Point localization data:

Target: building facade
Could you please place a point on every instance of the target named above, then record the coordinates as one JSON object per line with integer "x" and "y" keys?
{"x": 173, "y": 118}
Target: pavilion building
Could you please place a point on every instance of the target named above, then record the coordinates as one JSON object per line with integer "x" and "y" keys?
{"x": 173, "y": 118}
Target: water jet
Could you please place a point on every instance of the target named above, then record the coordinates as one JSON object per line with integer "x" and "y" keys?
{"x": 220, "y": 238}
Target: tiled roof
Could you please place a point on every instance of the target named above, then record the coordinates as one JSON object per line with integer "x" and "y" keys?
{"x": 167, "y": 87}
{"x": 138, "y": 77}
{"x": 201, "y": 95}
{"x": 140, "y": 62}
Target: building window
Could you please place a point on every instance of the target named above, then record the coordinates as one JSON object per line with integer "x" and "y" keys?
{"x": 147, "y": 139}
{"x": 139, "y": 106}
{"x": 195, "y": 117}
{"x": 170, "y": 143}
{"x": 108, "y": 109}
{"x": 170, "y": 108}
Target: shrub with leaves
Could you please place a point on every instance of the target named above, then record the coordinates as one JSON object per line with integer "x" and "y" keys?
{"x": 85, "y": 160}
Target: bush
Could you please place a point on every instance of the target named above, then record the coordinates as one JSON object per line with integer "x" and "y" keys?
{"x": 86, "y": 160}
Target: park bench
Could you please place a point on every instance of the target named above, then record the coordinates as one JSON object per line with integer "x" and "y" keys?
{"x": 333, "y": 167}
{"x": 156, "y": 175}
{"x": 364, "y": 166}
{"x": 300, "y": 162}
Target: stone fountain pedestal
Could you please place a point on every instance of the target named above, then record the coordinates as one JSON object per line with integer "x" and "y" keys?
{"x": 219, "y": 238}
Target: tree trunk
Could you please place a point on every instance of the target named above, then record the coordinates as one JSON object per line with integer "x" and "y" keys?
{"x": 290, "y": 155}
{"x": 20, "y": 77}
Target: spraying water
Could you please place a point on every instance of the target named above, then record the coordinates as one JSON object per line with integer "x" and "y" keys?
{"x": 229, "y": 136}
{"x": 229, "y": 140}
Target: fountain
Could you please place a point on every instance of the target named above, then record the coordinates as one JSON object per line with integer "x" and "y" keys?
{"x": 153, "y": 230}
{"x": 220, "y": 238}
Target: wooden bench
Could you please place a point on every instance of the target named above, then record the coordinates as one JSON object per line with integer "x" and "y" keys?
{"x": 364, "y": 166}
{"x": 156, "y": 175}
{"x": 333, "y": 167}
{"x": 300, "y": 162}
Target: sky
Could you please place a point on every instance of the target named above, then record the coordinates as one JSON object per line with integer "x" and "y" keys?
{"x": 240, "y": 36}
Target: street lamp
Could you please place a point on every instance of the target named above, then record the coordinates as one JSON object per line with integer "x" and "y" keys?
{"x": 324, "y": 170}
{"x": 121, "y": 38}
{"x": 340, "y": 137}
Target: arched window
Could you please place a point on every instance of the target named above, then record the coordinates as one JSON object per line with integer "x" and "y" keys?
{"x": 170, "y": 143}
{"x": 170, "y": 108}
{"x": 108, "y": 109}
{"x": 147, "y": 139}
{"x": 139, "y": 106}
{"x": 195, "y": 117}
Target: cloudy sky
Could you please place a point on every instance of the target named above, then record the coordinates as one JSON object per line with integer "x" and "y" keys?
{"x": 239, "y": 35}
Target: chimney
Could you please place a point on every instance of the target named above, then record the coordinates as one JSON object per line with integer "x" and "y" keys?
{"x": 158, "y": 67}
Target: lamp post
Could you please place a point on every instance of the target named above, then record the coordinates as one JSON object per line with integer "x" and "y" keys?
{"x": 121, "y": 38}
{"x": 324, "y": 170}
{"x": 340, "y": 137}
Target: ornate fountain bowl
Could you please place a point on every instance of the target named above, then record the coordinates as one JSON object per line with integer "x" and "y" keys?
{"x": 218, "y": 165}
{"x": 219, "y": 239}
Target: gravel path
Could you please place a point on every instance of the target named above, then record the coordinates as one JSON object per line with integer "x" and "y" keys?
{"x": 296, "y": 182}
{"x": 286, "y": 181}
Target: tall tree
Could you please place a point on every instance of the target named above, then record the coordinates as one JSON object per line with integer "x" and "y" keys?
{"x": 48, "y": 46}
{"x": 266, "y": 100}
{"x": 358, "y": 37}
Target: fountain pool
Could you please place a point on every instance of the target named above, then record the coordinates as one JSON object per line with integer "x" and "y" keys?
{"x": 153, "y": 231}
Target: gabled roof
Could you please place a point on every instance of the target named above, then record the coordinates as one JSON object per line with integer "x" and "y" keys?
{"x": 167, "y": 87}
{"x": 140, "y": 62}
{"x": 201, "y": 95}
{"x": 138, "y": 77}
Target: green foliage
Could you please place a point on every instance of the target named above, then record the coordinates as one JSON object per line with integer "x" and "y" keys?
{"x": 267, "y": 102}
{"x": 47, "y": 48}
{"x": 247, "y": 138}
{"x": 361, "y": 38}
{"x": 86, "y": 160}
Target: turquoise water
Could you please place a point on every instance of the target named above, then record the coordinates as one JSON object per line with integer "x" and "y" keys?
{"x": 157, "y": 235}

Problem to solve: Every line in the records above that contains the word "water" is to be copied out.

Answer below:
Target: water jet
Target: spraying water
Target: turquoise water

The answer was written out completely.